__Extracted entries__
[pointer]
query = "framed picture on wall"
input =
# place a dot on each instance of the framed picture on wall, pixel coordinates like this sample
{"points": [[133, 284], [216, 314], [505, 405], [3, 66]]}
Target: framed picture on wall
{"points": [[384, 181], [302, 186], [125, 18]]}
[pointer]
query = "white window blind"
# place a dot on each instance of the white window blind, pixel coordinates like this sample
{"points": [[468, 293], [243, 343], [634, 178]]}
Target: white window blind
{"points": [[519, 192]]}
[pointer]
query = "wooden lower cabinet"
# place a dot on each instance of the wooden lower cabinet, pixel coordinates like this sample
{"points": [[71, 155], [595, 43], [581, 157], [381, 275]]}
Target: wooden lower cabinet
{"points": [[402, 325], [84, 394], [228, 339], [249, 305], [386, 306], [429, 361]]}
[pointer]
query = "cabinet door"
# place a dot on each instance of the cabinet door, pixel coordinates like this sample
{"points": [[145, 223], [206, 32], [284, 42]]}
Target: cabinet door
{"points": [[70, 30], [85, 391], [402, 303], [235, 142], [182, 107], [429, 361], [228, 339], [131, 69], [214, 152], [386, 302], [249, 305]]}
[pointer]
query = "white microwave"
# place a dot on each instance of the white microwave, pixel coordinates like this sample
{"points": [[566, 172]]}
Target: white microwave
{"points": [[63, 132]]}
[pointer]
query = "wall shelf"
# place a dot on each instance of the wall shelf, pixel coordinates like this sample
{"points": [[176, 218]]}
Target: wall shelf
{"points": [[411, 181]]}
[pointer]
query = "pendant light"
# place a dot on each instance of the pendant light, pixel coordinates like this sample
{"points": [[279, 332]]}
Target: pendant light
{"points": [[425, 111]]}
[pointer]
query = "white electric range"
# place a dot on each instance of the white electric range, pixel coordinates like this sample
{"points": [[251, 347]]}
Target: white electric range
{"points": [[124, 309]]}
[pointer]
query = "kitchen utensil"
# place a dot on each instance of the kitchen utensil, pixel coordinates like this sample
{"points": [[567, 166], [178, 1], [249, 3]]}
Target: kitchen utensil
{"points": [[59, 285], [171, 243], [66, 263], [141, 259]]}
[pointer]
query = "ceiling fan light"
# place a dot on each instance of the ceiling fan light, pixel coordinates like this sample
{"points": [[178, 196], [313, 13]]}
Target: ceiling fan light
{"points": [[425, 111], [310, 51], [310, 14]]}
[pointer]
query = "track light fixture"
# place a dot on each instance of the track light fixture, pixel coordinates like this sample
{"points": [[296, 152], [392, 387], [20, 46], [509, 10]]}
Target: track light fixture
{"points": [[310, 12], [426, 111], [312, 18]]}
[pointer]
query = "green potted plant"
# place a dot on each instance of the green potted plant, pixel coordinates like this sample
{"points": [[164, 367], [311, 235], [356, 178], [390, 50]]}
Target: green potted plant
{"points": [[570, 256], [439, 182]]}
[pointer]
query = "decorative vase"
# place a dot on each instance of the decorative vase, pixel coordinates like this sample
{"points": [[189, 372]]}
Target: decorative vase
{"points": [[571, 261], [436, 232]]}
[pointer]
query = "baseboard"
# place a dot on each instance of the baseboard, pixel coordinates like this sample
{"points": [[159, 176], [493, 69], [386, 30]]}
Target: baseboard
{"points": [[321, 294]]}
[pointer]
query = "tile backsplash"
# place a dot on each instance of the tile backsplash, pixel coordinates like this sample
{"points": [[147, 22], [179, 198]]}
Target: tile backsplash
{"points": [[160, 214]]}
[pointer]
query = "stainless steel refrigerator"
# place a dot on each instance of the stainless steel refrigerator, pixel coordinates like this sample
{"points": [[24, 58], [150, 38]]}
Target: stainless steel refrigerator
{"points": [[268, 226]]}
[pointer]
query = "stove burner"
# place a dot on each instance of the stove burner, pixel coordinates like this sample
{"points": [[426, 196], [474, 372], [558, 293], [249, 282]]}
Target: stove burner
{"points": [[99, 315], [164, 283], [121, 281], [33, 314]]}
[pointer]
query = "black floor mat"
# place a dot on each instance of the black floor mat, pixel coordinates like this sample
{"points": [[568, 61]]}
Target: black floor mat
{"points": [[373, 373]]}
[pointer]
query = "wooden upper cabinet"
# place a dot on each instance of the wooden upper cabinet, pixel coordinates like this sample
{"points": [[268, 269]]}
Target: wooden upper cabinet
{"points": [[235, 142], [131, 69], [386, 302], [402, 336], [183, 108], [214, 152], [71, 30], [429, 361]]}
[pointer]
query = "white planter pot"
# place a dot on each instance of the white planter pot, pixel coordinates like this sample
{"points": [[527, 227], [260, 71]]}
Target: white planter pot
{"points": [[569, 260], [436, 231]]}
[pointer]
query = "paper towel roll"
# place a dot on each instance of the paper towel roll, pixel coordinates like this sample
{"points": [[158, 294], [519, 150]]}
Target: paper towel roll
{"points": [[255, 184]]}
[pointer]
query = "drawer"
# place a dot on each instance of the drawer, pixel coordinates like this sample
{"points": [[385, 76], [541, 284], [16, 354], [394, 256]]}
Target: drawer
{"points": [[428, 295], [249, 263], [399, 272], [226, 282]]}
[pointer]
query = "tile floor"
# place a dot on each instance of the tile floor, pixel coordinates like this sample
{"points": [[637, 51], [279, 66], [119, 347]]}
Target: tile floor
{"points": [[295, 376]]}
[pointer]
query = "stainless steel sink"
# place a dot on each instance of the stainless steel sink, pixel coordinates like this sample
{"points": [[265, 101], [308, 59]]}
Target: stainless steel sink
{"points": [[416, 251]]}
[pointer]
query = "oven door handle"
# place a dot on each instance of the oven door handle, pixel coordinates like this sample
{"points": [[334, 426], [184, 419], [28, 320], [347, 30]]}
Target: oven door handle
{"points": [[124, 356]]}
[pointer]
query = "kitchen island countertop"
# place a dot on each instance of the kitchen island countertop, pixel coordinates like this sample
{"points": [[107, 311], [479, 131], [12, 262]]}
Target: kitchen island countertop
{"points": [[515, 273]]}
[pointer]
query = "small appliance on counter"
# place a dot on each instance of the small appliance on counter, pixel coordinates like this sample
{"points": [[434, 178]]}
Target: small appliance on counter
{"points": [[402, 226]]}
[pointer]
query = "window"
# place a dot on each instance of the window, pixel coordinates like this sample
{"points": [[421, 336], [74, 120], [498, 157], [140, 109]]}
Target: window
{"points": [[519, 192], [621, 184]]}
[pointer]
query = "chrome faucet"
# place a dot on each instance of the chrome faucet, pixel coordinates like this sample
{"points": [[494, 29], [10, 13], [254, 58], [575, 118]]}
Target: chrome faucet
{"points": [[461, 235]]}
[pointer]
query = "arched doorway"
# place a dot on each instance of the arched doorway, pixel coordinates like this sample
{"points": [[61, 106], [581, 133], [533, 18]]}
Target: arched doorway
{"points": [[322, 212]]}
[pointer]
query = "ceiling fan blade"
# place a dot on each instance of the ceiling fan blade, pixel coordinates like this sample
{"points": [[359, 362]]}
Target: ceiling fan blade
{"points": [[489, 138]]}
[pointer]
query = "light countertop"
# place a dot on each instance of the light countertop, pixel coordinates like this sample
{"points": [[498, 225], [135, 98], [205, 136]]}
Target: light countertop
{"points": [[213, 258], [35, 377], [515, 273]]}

__Exercise__
Copy out the entire listing again, word for word.

__Solution for this problem__
[pointer]
query = "framed picture on wall"
input =
# place a dot on each instance of the framed picture on wall, pixel coordinates like this sample
{"points": [[133, 284], [216, 314], [505, 405], [3, 66]]}
Target: framed picture on wall
{"points": [[384, 181], [302, 186], [125, 18]]}
[pointer]
query = "white window blind"
# place a dot on each instance of the white window blind, pixel coordinates like this sample
{"points": [[468, 293], [243, 343], [634, 178]]}
Target: white window blind
{"points": [[519, 192]]}
[pointer]
query = "wooden lower cabinet"
# place a dot on each instance of the wooden lower cabinet, pixel coordinates like this sample
{"points": [[71, 155], [595, 43], [581, 157], [381, 275]]}
Target: wooden lower cabinet
{"points": [[402, 325], [84, 394], [228, 339], [249, 305], [386, 306], [429, 361]]}
[pointer]
query = "cabinet door"
# place a dot on each instance of the cabinet door, pixel coordinates like this sample
{"points": [[145, 223], [206, 32], [284, 42]]}
Target: cabinet door
{"points": [[70, 30], [85, 391], [402, 303], [235, 142], [182, 107], [429, 361], [228, 339], [131, 69], [214, 152], [386, 302], [249, 305]]}
[pointer]
query = "white microwave"
# place a dot on each instance of the white microwave, pixel coordinates like this sample
{"points": [[566, 172]]}
Target: white microwave
{"points": [[63, 132]]}
[pointer]
query = "wall shelf"
# place a dot on each instance of the wall shelf, pixel coordinates like this sample
{"points": [[176, 218]]}
Target: wall shelf
{"points": [[411, 181]]}
[pointer]
query = "pendant light"
# place a dot on each instance of the pendant light, pixel coordinates like this sample
{"points": [[279, 332]]}
Target: pendant light
{"points": [[425, 111]]}
[pointer]
query = "white electric range"
# place a dot on each instance of the white electric range, pixel coordinates like this sample
{"points": [[251, 347]]}
Target: white electric range
{"points": [[124, 309]]}
[pointer]
query = "kitchen utensil"
# place a dot on each instance of the kitchen utensil, pixel coordinates like this sample
{"points": [[567, 166], [178, 1], [249, 3]]}
Target: kitchen utensil
{"points": [[59, 285], [171, 243], [66, 263], [141, 259]]}
[pointer]
query = "ceiling fan light"
# place a dot on each instance of the ceiling fan light, pixel coordinates like this sample
{"points": [[178, 196], [313, 13]]}
Target: ceiling fan light
{"points": [[425, 111], [310, 51], [310, 14]]}
[pointer]
query = "track light fixture"
# place a dot on each instance of the track light fixture, pixel coordinates like this sample
{"points": [[296, 152], [392, 387], [20, 46], [509, 10]]}
Target: track light fixture
{"points": [[310, 12], [426, 111], [312, 18]]}
[pointer]
query = "green potted plant"
# place a dot on each instance of the green potted plant, pixel coordinates like this sample
{"points": [[164, 367], [311, 235], [356, 178], [390, 50]]}
Target: green potted plant
{"points": [[570, 256], [439, 182]]}
[pointer]
query = "decorative vase"
# place a dot on each instance of the decorative vase, pixel coordinates like this sample
{"points": [[189, 372]]}
Target: decorative vase
{"points": [[571, 261], [436, 232]]}
[pointer]
query = "baseboard"
# place a dot on each instance of the baseboard, pixel coordinates like this sample
{"points": [[159, 176], [493, 69], [386, 30]]}
Target: baseboard
{"points": [[321, 294]]}
[pointer]
query = "tile backsplash"
# place a dot on each instance of the tile backsplash, pixel coordinates like this sample
{"points": [[147, 22], [179, 198]]}
Target: tile backsplash
{"points": [[160, 214]]}
[pointer]
query = "stainless steel refrigerator"
# place a dot on each instance of the stainless steel refrigerator, pixel coordinates like this sample
{"points": [[24, 58], [150, 38]]}
Target: stainless steel refrigerator
{"points": [[268, 226]]}
[pointer]
query = "stove burner"
# place a dot on each instance of the stove burner, pixel coordinates like this sample
{"points": [[426, 196], [474, 372], [558, 293], [249, 282]]}
Target: stove burner
{"points": [[99, 315], [164, 283], [121, 281], [33, 314]]}
[pointer]
query = "black floor mat"
# place a dot on each instance of the black floor mat, pixel coordinates like this sample
{"points": [[568, 61]]}
Target: black floor mat
{"points": [[373, 373]]}
[pointer]
query = "wooden upper cabinet"
# place a dot on each instance of the wooden upper cabinet, pixel coordinates like this sample
{"points": [[268, 269]]}
Target: wooden upper cabinet
{"points": [[235, 142], [131, 69], [386, 302], [402, 336], [183, 108], [214, 152], [71, 30], [429, 361]]}
[pointer]
query = "white planter pot"
# place a dot on each instance of the white planter pot, pixel coordinates like this sample
{"points": [[527, 227], [260, 71]]}
Target: white planter pot
{"points": [[569, 260], [436, 231]]}
[pointer]
query = "paper towel roll"
# place a dot on each instance of the paper towel roll, pixel coordinates like this sample
{"points": [[158, 294], [519, 150]]}
Target: paper towel roll
{"points": [[255, 184]]}
[pointer]
query = "drawer"
# place a dot on each instance of the drawer, pixel coordinates like this sample
{"points": [[385, 76], [541, 284], [16, 354], [394, 256]]}
Target: drawer
{"points": [[428, 295], [249, 263], [399, 272], [226, 282]]}
[pointer]
query = "tile floor"
# place a dot on each instance of the tile floor, pixel coordinates like this sample
{"points": [[637, 51], [279, 66], [119, 347]]}
Target: tile floor
{"points": [[295, 376]]}
[pointer]
query = "stainless steel sink"
# place a dot on each instance of the stainless steel sink, pixel coordinates like this sample
{"points": [[265, 101], [308, 59]]}
Target: stainless steel sink
{"points": [[416, 251]]}
[pointer]
query = "oven door handle"
# place a dot on each instance of the oven door handle, pixel coordinates like this sample
{"points": [[334, 426], [184, 419], [28, 320], [347, 30]]}
Target: oven door handle
{"points": [[124, 356]]}
[pointer]
query = "kitchen island countertop"
# place a dot on each instance of the kitchen island countertop, pixel coordinates like this sample
{"points": [[107, 311], [479, 131], [12, 262]]}
Target: kitchen island countertop
{"points": [[515, 273]]}
[pointer]
query = "small appliance on counter"
# place a dot on each instance of the small appliance on counter, pixel coordinates like this sample
{"points": [[434, 178]]}
Target: small appliance on counter
{"points": [[402, 226]]}
[pointer]
query = "window"
# place a dot on each instance of the window, pixel coordinates like this sample
{"points": [[421, 336], [74, 120], [498, 157], [140, 109]]}
Target: window
{"points": [[519, 192], [621, 184]]}
[pointer]
query = "chrome faucet"
# place a dot on each instance of the chrome faucet, pixel coordinates like this sample
{"points": [[494, 29], [10, 13], [254, 58], [575, 118]]}
Target: chrome faucet
{"points": [[461, 235]]}
[pointer]
query = "arched doorway"
# place a dot on each instance of the arched doorway, pixel coordinates like this sample
{"points": [[61, 106], [581, 133], [533, 18]]}
Target: arched doorway
{"points": [[322, 212]]}
[pointer]
query = "ceiling fan blade"
# place a dot on each instance of the ceiling fan blade, pixel coordinates like this sample
{"points": [[359, 362]]}
Target: ceiling fan blade
{"points": [[489, 138]]}
[pointer]
query = "light countertop"
# place a dot on each instance of the light countertop, pixel coordinates like this sample
{"points": [[498, 225], [135, 98], [205, 136]]}
Target: light countertop
{"points": [[213, 258], [35, 377], [515, 273]]}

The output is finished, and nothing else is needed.